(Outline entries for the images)
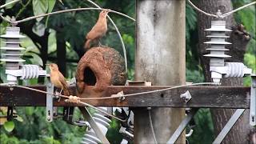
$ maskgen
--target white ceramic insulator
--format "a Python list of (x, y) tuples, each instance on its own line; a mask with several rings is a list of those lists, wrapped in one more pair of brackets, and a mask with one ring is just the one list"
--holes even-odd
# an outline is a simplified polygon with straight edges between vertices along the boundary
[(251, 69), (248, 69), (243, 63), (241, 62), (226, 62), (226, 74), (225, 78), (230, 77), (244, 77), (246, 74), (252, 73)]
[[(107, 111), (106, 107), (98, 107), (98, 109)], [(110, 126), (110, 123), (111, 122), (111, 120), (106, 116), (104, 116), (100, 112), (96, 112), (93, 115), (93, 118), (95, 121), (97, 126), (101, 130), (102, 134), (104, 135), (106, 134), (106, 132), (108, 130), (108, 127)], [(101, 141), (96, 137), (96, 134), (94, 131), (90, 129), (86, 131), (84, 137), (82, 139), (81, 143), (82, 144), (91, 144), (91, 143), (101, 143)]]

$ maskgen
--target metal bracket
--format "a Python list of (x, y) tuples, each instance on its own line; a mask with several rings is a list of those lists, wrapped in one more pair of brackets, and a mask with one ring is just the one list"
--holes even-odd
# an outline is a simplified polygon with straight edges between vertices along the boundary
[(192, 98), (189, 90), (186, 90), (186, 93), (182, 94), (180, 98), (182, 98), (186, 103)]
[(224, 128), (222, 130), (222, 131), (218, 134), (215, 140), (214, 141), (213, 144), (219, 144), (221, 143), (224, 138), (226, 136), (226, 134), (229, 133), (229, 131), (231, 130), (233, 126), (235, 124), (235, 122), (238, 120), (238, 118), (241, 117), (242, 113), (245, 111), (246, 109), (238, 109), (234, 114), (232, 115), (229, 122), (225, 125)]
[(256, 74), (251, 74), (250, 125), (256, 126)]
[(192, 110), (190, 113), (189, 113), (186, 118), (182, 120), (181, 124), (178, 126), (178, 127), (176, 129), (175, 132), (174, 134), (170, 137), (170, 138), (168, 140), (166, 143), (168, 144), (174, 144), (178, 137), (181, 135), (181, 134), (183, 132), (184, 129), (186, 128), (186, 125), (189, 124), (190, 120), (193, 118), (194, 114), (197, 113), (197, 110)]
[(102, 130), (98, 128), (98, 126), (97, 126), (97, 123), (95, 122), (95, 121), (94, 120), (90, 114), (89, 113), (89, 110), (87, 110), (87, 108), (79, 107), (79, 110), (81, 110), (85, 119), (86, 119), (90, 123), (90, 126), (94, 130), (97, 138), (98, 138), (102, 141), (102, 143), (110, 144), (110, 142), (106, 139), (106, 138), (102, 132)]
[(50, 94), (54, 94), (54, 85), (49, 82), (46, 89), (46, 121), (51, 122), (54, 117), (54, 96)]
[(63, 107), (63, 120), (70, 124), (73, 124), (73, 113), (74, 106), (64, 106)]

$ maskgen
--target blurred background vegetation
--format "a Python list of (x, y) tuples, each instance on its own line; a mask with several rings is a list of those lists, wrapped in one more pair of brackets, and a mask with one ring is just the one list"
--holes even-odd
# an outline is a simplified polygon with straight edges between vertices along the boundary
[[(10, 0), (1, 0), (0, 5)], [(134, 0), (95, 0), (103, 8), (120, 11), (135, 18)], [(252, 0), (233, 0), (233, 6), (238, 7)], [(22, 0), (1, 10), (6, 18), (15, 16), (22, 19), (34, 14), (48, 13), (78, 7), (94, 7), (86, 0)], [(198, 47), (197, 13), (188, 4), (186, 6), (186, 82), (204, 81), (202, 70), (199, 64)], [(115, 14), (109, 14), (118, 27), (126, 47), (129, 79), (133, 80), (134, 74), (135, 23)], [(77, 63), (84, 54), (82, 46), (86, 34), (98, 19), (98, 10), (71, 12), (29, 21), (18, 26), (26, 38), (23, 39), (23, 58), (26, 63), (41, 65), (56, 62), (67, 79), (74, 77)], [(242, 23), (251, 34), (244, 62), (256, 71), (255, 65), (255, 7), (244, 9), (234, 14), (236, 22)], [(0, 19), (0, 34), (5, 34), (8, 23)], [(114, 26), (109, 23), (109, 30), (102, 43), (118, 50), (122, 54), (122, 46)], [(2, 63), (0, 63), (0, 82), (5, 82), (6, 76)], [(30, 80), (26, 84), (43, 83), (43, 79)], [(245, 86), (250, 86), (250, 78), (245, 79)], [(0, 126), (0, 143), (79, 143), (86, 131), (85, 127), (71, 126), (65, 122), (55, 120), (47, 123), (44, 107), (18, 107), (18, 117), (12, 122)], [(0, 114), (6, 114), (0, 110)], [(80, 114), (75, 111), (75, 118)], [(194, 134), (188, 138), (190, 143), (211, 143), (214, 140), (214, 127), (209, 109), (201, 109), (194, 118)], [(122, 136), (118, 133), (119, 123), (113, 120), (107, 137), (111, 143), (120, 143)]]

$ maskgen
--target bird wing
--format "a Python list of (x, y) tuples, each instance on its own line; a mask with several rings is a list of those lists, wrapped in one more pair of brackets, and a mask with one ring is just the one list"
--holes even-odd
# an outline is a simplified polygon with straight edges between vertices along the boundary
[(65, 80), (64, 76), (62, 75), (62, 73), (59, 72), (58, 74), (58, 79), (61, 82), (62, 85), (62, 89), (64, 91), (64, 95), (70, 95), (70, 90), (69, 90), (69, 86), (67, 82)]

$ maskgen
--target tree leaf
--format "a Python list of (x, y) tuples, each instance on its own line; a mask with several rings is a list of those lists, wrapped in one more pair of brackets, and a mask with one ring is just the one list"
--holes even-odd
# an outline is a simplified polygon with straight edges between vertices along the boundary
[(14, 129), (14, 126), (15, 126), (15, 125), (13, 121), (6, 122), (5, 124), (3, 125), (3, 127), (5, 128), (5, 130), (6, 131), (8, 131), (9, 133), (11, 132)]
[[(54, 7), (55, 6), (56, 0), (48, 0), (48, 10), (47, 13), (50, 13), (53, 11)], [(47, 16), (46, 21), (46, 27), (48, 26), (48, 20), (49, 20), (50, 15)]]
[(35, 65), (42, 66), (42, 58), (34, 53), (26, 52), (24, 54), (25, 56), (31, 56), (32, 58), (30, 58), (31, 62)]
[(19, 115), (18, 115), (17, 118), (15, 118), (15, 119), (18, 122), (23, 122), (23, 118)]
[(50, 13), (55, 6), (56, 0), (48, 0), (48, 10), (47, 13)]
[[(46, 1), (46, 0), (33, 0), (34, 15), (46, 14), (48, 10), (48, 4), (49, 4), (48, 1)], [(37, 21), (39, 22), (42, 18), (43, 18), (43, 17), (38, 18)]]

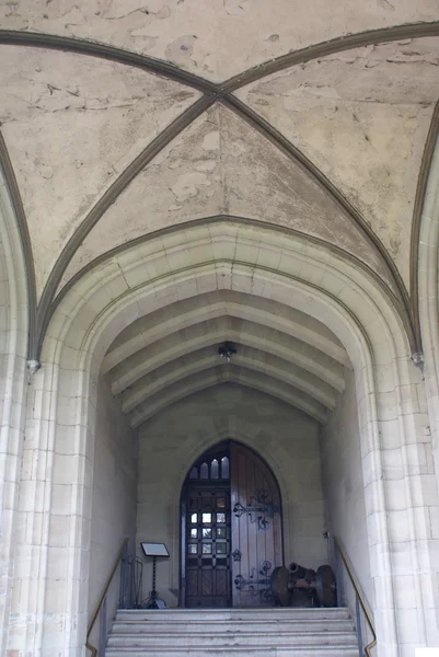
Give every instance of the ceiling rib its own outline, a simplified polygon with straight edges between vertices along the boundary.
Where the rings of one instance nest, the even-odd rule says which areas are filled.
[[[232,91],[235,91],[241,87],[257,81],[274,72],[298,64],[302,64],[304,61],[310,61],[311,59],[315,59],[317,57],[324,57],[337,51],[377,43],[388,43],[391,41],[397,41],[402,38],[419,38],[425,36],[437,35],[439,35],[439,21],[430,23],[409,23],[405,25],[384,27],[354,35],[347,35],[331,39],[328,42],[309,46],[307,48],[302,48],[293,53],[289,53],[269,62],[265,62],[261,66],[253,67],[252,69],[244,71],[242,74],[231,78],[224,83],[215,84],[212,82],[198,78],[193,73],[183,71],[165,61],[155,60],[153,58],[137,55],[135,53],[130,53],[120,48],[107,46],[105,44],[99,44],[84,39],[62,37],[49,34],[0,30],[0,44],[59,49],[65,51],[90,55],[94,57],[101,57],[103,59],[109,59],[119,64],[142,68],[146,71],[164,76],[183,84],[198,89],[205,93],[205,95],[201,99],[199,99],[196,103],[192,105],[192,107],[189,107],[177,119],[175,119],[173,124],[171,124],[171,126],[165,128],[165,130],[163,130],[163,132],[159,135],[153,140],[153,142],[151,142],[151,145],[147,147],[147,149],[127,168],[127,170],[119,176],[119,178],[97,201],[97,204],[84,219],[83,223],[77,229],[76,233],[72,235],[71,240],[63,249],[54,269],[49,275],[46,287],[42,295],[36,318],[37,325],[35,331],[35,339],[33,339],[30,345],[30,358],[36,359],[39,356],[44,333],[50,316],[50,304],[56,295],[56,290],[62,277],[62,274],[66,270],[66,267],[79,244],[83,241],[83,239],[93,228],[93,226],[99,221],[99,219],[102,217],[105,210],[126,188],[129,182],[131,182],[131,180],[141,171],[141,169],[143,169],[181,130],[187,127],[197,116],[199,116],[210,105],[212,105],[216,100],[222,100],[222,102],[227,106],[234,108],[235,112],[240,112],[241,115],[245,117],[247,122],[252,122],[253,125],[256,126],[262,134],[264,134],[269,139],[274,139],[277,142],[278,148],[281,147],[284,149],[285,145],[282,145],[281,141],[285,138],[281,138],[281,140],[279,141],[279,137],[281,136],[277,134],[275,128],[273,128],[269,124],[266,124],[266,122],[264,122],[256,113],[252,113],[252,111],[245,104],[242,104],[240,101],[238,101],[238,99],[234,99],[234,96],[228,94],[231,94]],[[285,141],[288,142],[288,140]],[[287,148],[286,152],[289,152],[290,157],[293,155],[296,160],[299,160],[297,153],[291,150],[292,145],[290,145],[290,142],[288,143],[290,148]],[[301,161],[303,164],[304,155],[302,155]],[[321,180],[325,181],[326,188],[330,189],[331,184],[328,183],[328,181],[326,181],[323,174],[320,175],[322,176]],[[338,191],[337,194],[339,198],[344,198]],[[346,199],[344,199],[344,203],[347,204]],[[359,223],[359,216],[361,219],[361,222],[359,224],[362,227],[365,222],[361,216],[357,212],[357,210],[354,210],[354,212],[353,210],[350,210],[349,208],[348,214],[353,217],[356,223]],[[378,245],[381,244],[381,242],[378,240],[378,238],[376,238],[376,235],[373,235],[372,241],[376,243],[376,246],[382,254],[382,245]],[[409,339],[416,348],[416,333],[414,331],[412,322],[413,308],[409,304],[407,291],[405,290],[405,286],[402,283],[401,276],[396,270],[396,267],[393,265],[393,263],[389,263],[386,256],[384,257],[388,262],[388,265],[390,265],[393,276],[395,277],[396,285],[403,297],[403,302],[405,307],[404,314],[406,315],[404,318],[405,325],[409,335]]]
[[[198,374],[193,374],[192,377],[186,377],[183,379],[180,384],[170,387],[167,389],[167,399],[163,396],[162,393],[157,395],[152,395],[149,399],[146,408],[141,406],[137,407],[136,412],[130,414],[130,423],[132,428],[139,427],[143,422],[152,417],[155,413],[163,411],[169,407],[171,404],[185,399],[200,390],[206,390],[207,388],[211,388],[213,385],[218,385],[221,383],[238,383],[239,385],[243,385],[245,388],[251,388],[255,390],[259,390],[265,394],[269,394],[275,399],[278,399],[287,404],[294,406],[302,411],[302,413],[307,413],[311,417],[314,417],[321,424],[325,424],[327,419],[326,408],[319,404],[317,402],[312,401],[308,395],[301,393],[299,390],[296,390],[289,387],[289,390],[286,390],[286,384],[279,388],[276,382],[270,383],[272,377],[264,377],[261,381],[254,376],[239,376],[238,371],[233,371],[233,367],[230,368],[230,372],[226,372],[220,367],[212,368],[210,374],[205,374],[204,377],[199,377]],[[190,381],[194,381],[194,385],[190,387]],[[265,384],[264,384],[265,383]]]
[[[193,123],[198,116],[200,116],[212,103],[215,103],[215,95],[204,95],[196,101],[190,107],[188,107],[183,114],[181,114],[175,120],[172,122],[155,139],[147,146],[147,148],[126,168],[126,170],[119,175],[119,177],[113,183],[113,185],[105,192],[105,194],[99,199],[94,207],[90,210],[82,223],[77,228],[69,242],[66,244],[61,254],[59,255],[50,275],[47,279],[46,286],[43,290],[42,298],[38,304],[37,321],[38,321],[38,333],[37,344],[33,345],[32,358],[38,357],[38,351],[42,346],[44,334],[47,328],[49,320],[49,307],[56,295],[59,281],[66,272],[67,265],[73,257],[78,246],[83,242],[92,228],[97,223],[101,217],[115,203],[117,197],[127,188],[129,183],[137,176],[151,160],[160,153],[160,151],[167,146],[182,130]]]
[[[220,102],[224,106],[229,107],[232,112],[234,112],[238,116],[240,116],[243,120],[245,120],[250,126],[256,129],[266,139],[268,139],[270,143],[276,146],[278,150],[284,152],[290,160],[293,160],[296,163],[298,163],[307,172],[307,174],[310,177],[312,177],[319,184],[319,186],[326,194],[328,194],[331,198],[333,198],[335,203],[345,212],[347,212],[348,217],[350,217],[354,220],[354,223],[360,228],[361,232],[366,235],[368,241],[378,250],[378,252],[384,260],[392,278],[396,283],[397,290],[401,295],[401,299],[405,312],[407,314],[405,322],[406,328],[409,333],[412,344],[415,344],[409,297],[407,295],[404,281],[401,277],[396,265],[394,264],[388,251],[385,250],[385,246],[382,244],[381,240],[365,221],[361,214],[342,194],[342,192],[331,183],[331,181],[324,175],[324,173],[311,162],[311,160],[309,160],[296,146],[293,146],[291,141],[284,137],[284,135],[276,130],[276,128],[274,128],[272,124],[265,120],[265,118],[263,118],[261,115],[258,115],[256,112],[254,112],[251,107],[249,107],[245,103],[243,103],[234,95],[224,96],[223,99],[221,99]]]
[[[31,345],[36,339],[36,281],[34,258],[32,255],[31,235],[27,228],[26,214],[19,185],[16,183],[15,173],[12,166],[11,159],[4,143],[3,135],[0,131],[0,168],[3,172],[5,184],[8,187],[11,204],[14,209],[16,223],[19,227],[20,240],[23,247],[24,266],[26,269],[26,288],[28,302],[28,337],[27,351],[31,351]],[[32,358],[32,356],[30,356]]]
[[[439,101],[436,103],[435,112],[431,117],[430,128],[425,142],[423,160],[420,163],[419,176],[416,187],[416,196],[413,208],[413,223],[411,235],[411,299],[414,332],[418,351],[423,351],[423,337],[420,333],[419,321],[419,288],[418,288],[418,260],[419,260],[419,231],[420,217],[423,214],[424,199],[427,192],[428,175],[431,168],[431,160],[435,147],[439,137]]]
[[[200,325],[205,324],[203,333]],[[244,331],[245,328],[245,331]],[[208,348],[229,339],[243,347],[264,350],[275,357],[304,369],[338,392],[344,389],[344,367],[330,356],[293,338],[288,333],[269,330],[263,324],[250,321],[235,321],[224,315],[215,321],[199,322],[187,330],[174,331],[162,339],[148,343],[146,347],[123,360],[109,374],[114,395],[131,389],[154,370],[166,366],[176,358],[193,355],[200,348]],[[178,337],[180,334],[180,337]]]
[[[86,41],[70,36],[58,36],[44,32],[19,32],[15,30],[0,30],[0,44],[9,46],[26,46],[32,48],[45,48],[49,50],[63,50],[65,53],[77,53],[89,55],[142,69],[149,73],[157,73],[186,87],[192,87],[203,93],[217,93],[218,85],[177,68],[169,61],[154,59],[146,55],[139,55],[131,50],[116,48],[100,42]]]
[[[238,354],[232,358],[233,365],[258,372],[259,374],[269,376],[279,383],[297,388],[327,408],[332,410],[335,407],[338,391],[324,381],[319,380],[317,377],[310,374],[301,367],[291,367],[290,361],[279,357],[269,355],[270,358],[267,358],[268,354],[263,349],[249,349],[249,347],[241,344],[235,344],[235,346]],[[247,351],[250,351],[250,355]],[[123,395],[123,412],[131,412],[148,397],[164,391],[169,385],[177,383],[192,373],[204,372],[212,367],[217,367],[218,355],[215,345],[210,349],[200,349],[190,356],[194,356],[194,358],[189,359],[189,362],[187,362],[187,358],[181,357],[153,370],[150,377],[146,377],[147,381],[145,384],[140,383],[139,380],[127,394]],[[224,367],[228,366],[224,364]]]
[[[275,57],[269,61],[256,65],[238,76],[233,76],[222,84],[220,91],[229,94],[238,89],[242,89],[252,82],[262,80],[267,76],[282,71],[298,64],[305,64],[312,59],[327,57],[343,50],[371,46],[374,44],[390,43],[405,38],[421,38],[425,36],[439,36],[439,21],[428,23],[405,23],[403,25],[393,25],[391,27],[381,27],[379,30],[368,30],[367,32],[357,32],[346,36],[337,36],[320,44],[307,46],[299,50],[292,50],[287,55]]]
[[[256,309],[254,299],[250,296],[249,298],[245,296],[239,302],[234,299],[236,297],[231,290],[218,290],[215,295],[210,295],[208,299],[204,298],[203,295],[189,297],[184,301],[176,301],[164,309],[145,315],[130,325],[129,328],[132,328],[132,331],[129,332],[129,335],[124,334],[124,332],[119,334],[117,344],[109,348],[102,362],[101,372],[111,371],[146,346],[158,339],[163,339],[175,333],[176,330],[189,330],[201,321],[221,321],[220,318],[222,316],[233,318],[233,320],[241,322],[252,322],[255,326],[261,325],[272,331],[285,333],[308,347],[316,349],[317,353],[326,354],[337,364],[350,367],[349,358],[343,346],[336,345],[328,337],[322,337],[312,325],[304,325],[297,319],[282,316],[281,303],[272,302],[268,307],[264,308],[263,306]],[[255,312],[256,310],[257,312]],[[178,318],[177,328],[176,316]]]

* Work to do *
Pick out every line in the items above that contains the string "target", with case counting, and copy each such line in full.

* Task response *
--target white ceramic insulator
--target metal bracket
--target blurred background vegetation
--target bird wing
--target tree leaf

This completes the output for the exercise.